* [Page text]
CBE 1982; TD; MB BS London 1942; MRCS LRCP 1942; FRCS Edin 1948; FRCS 1949; MS 1955.

Born
8 June 1917
Redruth, Cornwall
Died
16 October 2015
Occupation
Urological surgeon

Details

John Mitchell (or 'J P M' as he was invariably known to colleagues) was appointed as the first consultant urologist in Bristol in 1952 and from that time he worked tirelessly to transform urology into the specialty that it became in his lifetime, with well-trained and equipped staff.

John was born in Redruth, Cornwall, on 8 June 1919 and always remained fiercely proud of his Cornish roots. His childhood was a time of freedom and adventure, spent mainly at the seaside, where he discovered the thrill of diving through the waves, which formed the foundation for his lifelong pleasure of swimming. The family moved to London when his father, Edward John Mitchell, a tax inspector, was placed in charge of Colonial and Dominion Income Tax, and then to Cheltenham. His mother, Elsie Matilda Mitchell née Phillimore, was an actuarial clerk. John was awarded a scholarship at Cheltenham College and then progressed to train at the Middlesex Hospital, winning the Asher prize for anatomy and gaining a scholarship.

On qualifying in 1942, he was appointed as a house surgeon to Lord Alfred Webb-Johnson and Sir Eric Riches, eminent general surgeons with large urological practices. Urology was not a specialty and in his biographical notes John described the primitive state of urology as the Cinderella of surgery. The urological ward could be located by the smell. Prostate surgery was hazardous, all the patients developed infections and spent weeks recovering. Patients with spinal cord injuries died from sepsis. This experience would have made a very deep impression on John, acting as a catalyst for his remarkably inventive mind. John was always seeking new scientific developments to improve patient care and the prospect of less invasive techniques using endoscopic techniques rather than the open surgery would have sparked his imagination.

After that initial baptism of fire, John entered the Army, joining the RAMC 2nd Independent Parachute Brigade to serve in North Africa, Italy, France, Greece, Palestine and Germany; he was mentioned in despatches for outstanding work in the field. After the war John was posted to Iserlohn in Germany, where he met Barbara Helen Browne (also known as Jill). They married in 1949 and shared 60 years together until her death in July 2009. They had two daughters, one qualified and practised as a general practitioner in Bristol, and the other trained as a nurse and specialised in IVF work.

On his return from the Army, John moved to Manchester, where he and Jill lived in a flat below the great Sir John Barbirolli, conductor of the Hallé Orchestra. Sir John and his wife taught music there to students, but John never allowed that to disturb him. Starting again as a house surgeon his career steadily advanced and he became a senior registrar at Salford Royal Hospital under Denis Poole-Wilson and then under Wilfred Adams in Bristol, both general surgeons with a major interest in urology who were pioneering new endoscopic procedures. Poole-Wilson was using the cold-punch, whilst Wilfred Adams had visited Joseph F McCarthy to learn how to use the resectoscope.

* [Records shown]
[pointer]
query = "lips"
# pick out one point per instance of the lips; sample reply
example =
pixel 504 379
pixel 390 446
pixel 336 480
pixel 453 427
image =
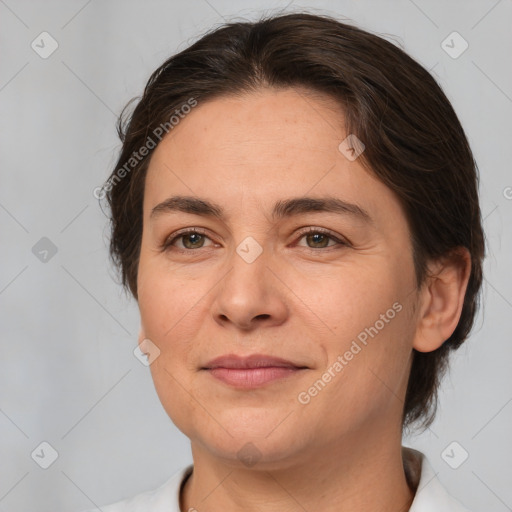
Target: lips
pixel 251 371
pixel 252 361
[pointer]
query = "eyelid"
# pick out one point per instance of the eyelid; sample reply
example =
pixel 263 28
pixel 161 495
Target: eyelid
pixel 300 234
pixel 341 241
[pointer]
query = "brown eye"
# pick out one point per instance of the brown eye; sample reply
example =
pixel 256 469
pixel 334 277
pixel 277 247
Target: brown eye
pixel 193 240
pixel 319 240
pixel 190 240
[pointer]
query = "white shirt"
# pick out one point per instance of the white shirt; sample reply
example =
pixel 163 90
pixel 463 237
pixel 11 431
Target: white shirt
pixel 430 495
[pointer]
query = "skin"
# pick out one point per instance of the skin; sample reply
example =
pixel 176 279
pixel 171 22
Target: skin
pixel 304 299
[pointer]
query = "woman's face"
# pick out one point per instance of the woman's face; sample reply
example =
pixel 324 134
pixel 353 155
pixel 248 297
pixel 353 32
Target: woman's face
pixel 251 280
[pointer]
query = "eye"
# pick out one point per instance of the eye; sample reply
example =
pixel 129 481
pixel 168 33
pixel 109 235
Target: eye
pixel 191 239
pixel 320 238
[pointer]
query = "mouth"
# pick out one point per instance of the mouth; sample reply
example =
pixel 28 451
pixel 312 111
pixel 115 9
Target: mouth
pixel 252 371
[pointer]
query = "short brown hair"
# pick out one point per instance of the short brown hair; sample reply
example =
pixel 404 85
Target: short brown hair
pixel 414 142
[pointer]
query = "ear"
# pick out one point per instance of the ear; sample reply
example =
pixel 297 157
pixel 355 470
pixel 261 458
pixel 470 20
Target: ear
pixel 441 298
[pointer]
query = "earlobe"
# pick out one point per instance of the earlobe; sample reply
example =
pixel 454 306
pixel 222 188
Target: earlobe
pixel 442 299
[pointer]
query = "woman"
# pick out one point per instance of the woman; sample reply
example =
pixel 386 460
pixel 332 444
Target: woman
pixel 295 210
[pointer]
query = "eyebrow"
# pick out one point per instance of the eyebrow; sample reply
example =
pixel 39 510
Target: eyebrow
pixel 282 209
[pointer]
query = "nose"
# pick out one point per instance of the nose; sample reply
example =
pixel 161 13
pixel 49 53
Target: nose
pixel 250 295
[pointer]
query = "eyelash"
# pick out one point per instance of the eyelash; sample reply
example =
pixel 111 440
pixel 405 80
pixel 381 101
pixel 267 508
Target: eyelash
pixel 168 243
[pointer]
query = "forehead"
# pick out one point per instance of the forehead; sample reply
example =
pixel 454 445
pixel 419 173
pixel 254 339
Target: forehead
pixel 257 148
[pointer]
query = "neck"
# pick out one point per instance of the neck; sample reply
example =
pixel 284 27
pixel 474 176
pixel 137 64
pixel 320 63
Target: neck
pixel 350 477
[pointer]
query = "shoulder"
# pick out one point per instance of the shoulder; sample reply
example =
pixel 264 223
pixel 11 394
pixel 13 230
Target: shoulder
pixel 164 498
pixel 431 496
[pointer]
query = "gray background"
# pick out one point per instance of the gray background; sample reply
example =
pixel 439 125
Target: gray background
pixel 68 374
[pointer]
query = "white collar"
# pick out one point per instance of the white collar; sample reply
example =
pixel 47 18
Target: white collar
pixel 430 495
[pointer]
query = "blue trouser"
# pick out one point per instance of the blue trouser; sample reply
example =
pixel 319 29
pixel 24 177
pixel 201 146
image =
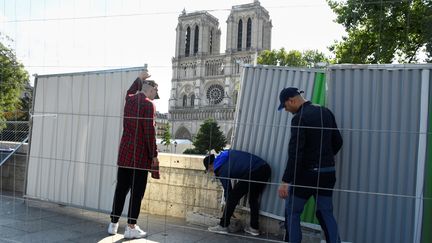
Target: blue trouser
pixel 294 205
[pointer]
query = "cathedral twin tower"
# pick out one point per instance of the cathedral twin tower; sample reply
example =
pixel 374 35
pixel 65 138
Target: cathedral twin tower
pixel 205 82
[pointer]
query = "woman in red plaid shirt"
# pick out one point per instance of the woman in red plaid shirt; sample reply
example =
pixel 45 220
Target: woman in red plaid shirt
pixel 137 153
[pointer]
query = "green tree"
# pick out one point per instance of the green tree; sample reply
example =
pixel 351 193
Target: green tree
pixel 293 58
pixel 166 136
pixel 383 31
pixel 13 80
pixel 209 137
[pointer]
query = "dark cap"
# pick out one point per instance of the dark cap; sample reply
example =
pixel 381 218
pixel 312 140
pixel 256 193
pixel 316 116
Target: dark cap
pixel 153 84
pixel 287 93
pixel 208 160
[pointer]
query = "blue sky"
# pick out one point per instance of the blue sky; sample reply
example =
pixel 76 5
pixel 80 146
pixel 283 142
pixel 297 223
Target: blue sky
pixel 56 36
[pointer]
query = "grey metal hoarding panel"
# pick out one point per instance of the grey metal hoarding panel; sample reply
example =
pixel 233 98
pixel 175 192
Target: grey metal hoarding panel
pixel 261 129
pixel 378 111
pixel 75 136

* [Your task] According to the biographical text, in what year was John Mitchell appointed as the first consultant urologist in Bristol?

* [Solution to this task] 1952